*Directions for this task*:
Please restate the following records word for word.

[Object point labels]
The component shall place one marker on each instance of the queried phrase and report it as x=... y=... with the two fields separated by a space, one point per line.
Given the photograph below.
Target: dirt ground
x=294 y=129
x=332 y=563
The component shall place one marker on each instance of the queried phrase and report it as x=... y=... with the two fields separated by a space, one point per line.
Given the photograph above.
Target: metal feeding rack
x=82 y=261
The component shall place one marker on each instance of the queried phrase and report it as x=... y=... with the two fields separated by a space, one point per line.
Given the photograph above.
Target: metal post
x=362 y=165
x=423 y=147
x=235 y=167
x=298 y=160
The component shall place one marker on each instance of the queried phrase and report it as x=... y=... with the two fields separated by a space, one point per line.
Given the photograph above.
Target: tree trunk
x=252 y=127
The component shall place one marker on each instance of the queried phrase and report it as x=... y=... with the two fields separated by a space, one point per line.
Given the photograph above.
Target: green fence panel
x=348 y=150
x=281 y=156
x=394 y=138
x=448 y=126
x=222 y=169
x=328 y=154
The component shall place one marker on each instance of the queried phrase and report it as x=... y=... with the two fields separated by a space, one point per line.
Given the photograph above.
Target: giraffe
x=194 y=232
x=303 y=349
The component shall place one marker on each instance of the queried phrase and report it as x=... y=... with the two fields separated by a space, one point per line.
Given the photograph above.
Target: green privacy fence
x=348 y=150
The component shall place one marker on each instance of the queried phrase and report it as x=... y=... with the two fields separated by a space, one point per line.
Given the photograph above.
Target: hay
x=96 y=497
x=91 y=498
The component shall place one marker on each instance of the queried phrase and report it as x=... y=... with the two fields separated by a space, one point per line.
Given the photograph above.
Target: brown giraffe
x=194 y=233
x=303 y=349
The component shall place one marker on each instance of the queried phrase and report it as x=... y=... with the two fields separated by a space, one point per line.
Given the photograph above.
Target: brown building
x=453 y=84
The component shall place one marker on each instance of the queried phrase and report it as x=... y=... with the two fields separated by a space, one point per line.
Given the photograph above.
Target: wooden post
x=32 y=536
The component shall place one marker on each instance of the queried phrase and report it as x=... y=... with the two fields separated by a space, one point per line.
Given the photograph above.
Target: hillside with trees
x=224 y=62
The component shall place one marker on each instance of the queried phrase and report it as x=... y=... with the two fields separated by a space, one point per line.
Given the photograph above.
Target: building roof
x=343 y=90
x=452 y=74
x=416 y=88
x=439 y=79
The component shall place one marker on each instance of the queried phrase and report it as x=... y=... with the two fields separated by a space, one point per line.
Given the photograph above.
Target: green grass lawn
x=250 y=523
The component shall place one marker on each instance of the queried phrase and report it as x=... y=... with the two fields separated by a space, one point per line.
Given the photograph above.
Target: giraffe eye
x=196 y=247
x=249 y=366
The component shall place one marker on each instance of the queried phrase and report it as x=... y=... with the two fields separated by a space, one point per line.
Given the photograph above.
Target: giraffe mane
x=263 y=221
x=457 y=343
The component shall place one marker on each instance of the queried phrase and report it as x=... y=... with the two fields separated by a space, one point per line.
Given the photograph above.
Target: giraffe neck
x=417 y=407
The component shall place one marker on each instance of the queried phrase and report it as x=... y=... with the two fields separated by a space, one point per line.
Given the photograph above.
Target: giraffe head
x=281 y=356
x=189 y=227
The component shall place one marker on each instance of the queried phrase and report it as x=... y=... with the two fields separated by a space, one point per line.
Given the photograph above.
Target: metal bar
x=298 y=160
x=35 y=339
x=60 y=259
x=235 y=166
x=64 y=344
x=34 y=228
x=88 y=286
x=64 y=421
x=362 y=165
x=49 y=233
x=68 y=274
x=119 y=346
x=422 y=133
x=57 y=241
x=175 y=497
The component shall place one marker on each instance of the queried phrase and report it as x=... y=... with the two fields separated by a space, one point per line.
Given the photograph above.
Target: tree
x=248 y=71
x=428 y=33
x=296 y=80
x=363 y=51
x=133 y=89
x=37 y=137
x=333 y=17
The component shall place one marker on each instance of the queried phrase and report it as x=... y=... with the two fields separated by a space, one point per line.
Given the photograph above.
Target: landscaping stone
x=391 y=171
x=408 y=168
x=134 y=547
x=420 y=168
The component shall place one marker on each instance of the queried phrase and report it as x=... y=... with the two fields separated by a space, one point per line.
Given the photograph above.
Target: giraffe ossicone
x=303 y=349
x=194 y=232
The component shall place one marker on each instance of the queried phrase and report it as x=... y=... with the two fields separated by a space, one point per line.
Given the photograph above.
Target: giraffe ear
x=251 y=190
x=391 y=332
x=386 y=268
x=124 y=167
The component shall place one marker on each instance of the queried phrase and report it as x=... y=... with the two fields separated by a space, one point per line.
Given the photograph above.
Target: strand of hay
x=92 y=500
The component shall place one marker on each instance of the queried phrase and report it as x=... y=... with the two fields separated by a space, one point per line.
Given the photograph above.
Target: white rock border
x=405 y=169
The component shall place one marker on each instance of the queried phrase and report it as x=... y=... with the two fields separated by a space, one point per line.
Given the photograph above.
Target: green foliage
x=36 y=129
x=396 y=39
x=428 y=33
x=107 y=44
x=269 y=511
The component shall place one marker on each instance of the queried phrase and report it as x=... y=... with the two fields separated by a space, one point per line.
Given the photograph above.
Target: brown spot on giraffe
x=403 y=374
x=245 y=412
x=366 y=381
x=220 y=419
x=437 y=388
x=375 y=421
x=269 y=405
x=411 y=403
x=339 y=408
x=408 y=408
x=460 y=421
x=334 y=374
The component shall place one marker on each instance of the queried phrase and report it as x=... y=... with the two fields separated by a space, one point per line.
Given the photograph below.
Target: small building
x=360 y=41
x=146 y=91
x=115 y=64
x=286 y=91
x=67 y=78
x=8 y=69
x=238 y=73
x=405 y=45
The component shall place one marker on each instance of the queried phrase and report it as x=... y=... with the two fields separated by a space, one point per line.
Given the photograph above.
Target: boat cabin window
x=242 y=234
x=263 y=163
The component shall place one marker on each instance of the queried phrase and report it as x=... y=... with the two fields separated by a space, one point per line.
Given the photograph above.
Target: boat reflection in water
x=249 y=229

*Full solution*:
The component shall place one marker on each instance of the queried phrase and report it as x=... y=... with the two fields separated by a space, one point per line.
Given the photograph below.
Target: dirt ground
x=294 y=129
x=332 y=563
The component shall place one marker on each instance of the queried phrase and report it as x=... y=... with the two fields separated by a space, one point per line.
Given the photograph above.
Target: metal feeding rack
x=82 y=261
The component shall place one marker on each instance of the queried phrase and report it as x=... y=... with the two fields separated by a space, one point per line.
Given the photograph above.
Target: metal post
x=362 y=165
x=423 y=147
x=235 y=167
x=298 y=160
The component shall place one marker on each instance of the queried phrase and report it as x=... y=... with the two fields separated by a space, one point per line.
Given the photograph above.
Target: tree trunk
x=252 y=127
The component shall place one marker on each instance of the queried phrase and report it as x=... y=... with the two fields separated by a space, one point per line.
Given the photograph above.
Target: green fence panel
x=348 y=150
x=281 y=156
x=394 y=138
x=448 y=126
x=222 y=169
x=328 y=154
The component shall place one marker on each instance of the queried phrase and report it as x=... y=... with the two fields separated by a space, one point per line.
Given the photograph above.
Target: giraffe
x=194 y=232
x=303 y=349
The component shall place one marker on each instance of the queried phrase and report it as x=... y=... with the two fields separated by a space, one point per line.
Given the photograph above.
Target: green privacy fence
x=348 y=150
The component shall place one marker on each instance of the queried phrase and report it as x=... y=... with the two fields separated by a space, one point per line.
Given the photograph above.
Target: hay
x=96 y=497
x=91 y=498
The component shall place one marker on each instance of the queried phrase and report it as x=... y=... with the two fields separated by a space, one point per line.
Given the photograph above.
Target: brown giraffe
x=194 y=233
x=303 y=349
The component shall place one marker on each instance of the queried phrase and report it as x=... y=... with the two fields separated by a space, one point per line.
Given the photograph above.
Target: brown building
x=453 y=84
The component shall place one marker on each instance of the queried phrase and report it as x=... y=... with the two fields separated by a space, one point per line.
Given the photograph above.
Target: wooden post
x=32 y=536
The component shall place one marker on each instance of the queried phrase and report it as x=... y=... with the two fields separated by a space, one point per line.
Given the photograph above.
Target: hillside with trees
x=224 y=62
The component shall place one marker on each instance of the queried phrase and report it as x=... y=... with the two fields separated by a space, one point per line.
Given the photograph above.
Target: building roof
x=343 y=90
x=452 y=74
x=416 y=88
x=439 y=79
The component shall place one marker on each instance of the queried phrase and report it as x=... y=... with the two fields separated by a space, one point per line.
Given the photograph above.
Target: green grass lawn
x=250 y=523
The component shall place one marker on each instance of the queried phrase and report it as x=... y=... with the two fields separated by a space, one point per line.
Given the photograph above.
Target: giraffe eye
x=196 y=247
x=249 y=366
The component shall place one marker on each instance of the queried phrase and report it as x=... y=... with the two fields separated by a space, one point per line.
Given the photograph above.
Target: giraffe mane
x=263 y=221
x=457 y=343
The component shall place one marker on each instance of the queried phrase and report it as x=... y=... with the two fields separated by a space, one point per line.
Given the photograph above.
Target: giraffe neck
x=417 y=407
The component shall place one marker on each instance of the queried phrase and report it as x=... y=... with the two fields separated by a space, one point per line.
Given the photograph above.
Target: giraffe head
x=281 y=356
x=189 y=227
The component shall place one marker on each instance of the queried phrase and report it as x=... y=... with the two fields separated by a space, one point per line.
Given the photograph above.
Target: metal bar
x=298 y=160
x=35 y=339
x=60 y=259
x=235 y=166
x=64 y=344
x=34 y=228
x=88 y=286
x=64 y=421
x=362 y=165
x=49 y=233
x=68 y=274
x=119 y=346
x=422 y=133
x=57 y=241
x=175 y=497
The component shall place one marker on each instance of the queried phrase and report it as x=... y=... with the two fields separated by a space, one point per line.
Given the photograph above.
Target: tree
x=248 y=71
x=428 y=33
x=296 y=80
x=363 y=51
x=133 y=89
x=37 y=137
x=333 y=17
The component shall place one marker on each instance of the queried phrase and report it as x=... y=... with the two fields separated by a space, one point per line.
Given the photograph above.
Target: landscaping stone
x=391 y=171
x=408 y=168
x=134 y=547
x=420 y=168
The component shall place one marker on each instance of the queried phrase and report it as x=... y=... with the two fields separated by a space, one point per line.
Given the photograph above.
Target: giraffe ossicone
x=303 y=349
x=194 y=232
The component shall place one marker on each instance of the queried phrase and report it as x=... y=... with the two fields separated by a space, one point per line.
Given the photograph above.
Target: giraffe ear
x=251 y=190
x=391 y=332
x=386 y=268
x=124 y=167
The component shall place one marker on each instance of the queried phrase and report it as x=... y=... with the two fields separated by a space, one point per line.
Given the photograph above.
Target: strand of hay
x=92 y=500
The component shall place one marker on each instance of the queried phrase and report it as x=... y=... with the two fields separated by a space, one point per line.
Given the photograph above.
Target: white rock border
x=405 y=169
The component shall place one marker on each instance of the queried phrase and report it as x=... y=... with the two fields separated by a space, one point per line.
Given the photograph above.
Target: green foliage
x=36 y=129
x=396 y=39
x=428 y=33
x=107 y=44
x=269 y=511
The component shall place one marker on each instance of the queried phrase and report it as x=... y=... with the two fields separated by a space, one point per line.
Given the photograph above.
Target: brown spot on giraffe
x=403 y=374
x=245 y=412
x=366 y=381
x=220 y=419
x=437 y=388
x=375 y=421
x=269 y=405
x=411 y=403
x=339 y=408
x=408 y=408
x=460 y=421
x=334 y=374
The component shall place one marker on each instance of the queried phrase and report it as x=... y=... with the two fields separated by a space, one point per line.
Given the photograph below.
Target: small building
x=360 y=41
x=146 y=91
x=115 y=64
x=286 y=91
x=67 y=78
x=8 y=69
x=238 y=73
x=405 y=45
The component shall place one marker on each instance of the queried phrase and report it as x=... y=... with the two fields separated by a space, one point per line.
Given the photograph above.
Target: boat cabin window
x=242 y=234
x=263 y=163
The component shall place one marker on each instance of the queried phrase and report it as x=... y=... with the two fields separated by a space, one point per line.
Given the photograph above.
Target: boat reflection in water
x=249 y=229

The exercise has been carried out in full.